Point annotation dataset rows
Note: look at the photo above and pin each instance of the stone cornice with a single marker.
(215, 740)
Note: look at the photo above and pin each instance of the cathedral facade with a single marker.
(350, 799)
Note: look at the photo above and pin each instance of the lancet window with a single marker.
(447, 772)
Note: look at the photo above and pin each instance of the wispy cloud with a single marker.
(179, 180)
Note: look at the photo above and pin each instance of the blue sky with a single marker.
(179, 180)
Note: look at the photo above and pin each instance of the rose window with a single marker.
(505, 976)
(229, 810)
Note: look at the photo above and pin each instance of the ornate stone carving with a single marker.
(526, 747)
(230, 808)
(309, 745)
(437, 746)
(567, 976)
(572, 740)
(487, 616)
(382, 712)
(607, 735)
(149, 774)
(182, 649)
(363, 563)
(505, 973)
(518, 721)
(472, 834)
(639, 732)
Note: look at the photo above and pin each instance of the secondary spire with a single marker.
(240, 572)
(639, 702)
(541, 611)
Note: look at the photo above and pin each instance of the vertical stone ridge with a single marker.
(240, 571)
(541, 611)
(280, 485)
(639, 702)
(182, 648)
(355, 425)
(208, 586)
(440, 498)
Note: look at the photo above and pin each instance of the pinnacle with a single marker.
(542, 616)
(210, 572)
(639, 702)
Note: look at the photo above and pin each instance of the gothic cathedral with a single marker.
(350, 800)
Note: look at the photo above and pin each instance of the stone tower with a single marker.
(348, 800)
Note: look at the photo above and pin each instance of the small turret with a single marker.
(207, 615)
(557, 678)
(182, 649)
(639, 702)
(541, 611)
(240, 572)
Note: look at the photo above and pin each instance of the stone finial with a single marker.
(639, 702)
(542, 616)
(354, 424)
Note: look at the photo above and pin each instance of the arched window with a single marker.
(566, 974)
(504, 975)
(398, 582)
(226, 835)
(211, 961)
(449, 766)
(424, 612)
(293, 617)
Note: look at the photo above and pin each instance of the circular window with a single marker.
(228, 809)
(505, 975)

### Direction
Transcribe every one of these rows word for word.

### Solution to this exercise
Note: look at the photo above and pin each instance of the stone cornice with a single marker.
(215, 740)
Note: look at the photo above and pin each instance of the cathedral facade with a single marker.
(350, 799)
Note: look at the photo above and pin each instance of the lancet window with a single marker.
(447, 772)
Note: look at the photo above and pin each instance of the wispy cloud with a single marker.
(179, 180)
Note: look at the photo above and pin each instance of the blue sky with a single marker.
(179, 180)
Note: look at the photo above and pin each instance of the rose window with a single marker.
(505, 976)
(229, 810)
Note: look at the photo above and pin each instance of the ornate stone carving with a single marker.
(526, 747)
(230, 808)
(309, 745)
(437, 746)
(567, 976)
(572, 740)
(487, 616)
(382, 712)
(607, 735)
(149, 774)
(182, 649)
(363, 563)
(505, 973)
(518, 721)
(472, 834)
(639, 732)
Note: look at the photo above and pin each instance of the secondary spire with a single marker.
(240, 572)
(639, 702)
(541, 611)
Note: look at the photo above and pin each instance of the vertical stone ridge with a single marker.
(240, 571)
(541, 611)
(280, 485)
(639, 702)
(182, 648)
(355, 425)
(208, 586)
(440, 498)
Note: look at the photo above and pin each instance of the pinnacle with a single marker.
(542, 616)
(210, 572)
(639, 702)
Note: look at the photo above and pin each instance of the gothic cathedral with a single marker.
(350, 800)
Note: look at the photo above and pin each instance of the stone tower with a single marker.
(348, 800)
Note: look at the photo above and pin each instance of the small turret with a single marker.
(207, 615)
(557, 678)
(182, 649)
(639, 702)
(541, 611)
(240, 572)
Note: look at the photo above and pin each instance of the stone finial with a single marker.
(639, 702)
(542, 616)
(354, 424)
Note: look at the photo above and pin each instance of the arched window with a single marker.
(566, 974)
(504, 975)
(398, 582)
(226, 835)
(211, 961)
(449, 766)
(424, 612)
(293, 617)
Note: look at the photo above and pin each instance of the circular window with a single marker.
(228, 809)
(505, 975)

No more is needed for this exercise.